=== Text provided ===
□ □ □
Protein-coding gene in humans

NAD(P)HX dehydratase is an enzyme that in humans is encoded by the NAXD gene (previously CARKD). The NAXD protein is a ATP-dependent NAD(P)H-hydrate dehydratase enzyme that is involved in repairing NAD(P)HX, a type of damaged NAD(P)H.

== Gene ==

Human CARKD gene has 10 exons and resides on Chromosome 13 at q34. The following genes are near CARKD on the chromosome:
- COL4A2: A2 Subunit of type IV collagen
- RAB20: Potential regulator of Connexin 43 trafficking.
- CARS2: Mitochondrial Cystienyl-tRNA Synthetase 2
- ING1: Tumor-Suppressor Protein

== Tissue distribution ==

CARKD appears to be ubiquitously expressed at high levels. Expression data in the human protein, and the mouse ortholog, indicate its expression in almost all tissues. One peculiar expression pattern of CARKD is its differential expression through the development of oligodendrocytes. Its expression is lower in oligodendrocyte progenitor cells than in mature oligodendrocytes.

== Structure ==

This protein is part of the phosphomethylpyrimidine kinase: ribokinase / pfkB superfamily. This family is characterized by the presence of a domain shared by the family. CARKD contains a carbohydrate kinase domain. This family is related to and implying that it also is a carbohydrate kinase.

== Predicted properties ==

The following properties of CARKD were predicted using bioinformatic analysis:
- Molecular Weight: 41.4 KDal
- Isoelectric point: 9.377
  - CARKD orthologs have highly variable isoelectric points.
□ □ □
Saved data entries
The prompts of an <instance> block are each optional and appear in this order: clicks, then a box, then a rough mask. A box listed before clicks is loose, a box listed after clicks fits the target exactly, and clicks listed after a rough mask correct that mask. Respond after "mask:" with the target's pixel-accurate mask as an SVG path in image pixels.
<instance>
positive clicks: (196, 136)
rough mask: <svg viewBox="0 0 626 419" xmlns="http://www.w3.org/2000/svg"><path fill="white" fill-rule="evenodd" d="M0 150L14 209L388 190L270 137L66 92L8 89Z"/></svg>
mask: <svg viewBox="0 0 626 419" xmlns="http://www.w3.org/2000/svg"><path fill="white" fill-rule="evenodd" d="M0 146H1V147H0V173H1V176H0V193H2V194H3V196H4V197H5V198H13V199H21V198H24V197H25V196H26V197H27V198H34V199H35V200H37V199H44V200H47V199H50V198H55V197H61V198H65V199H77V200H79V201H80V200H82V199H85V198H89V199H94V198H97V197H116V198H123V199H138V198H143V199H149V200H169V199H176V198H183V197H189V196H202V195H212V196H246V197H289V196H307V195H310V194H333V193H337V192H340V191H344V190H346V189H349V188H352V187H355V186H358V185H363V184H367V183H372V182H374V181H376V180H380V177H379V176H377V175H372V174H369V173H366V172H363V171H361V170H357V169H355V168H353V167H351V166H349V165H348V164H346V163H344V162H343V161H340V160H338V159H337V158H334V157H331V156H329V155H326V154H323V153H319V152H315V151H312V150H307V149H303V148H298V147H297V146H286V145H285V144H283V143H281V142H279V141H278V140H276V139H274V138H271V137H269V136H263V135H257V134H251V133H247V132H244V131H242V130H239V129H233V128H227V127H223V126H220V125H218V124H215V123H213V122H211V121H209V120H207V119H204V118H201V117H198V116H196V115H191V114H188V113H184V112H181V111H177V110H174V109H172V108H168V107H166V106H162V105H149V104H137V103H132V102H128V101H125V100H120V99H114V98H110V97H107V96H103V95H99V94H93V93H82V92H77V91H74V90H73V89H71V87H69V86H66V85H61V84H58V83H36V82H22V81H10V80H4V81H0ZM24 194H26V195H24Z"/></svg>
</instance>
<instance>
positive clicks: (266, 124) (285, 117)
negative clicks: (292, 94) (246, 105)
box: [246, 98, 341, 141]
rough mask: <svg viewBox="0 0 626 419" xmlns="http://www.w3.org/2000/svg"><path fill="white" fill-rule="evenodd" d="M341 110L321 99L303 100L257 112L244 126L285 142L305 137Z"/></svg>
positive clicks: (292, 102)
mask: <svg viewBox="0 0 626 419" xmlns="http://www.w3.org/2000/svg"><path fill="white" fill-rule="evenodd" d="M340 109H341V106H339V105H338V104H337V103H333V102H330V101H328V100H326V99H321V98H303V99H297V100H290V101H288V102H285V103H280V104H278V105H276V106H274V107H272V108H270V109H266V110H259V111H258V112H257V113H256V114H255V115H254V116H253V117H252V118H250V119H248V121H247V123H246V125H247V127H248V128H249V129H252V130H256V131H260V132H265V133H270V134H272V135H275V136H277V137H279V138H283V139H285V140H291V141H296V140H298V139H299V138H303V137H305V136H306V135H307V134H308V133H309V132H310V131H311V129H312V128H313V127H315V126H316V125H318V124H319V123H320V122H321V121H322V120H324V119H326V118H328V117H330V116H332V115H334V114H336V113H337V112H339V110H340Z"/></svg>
□ □ □
Continue the text on the human NAXD gene, beginning right after its last sentence.

=== Exercise answer ===
- Post-translational modification: Three post-translational modifications are predicted:
  - Modified Phosphotyrosine Residue
  - Two N-Linked Glycosylation Sites
- A Signal Peptide and signal peptide cleavage site was predicted.

== Binding partners ==

The human protein apolipoprotein A-1 binding precursor (APOA1BP) was predicted to be a binding partner for CARKD. This prediction is based on co-occurrence across genomes and co-expression. In addition to these data, the orthologs of CARKD in E. coli contain a domain similar to APOA1BP. This indicates that the two proteins are likely to have originated from a common evolutionary ancestor and, according to Rosetta stone analysis theory, are likely interaction partners even in species such as humans where the two proteins are not produced as a single polypeptide.

== Clinical significance ==

Based on allele-specific expression of CARKD, CARKD may play a role in acute lymphoblastic leukemia. In addition, microarray data indicates that CARKD is up-regulated in Glioblastoma multiforme tumors.

Mutations of the NAXD gene cause the rare disease early-onset progressive encephalopathy with brain edema and/or leukoencephalopathy-2 (PEBEL2).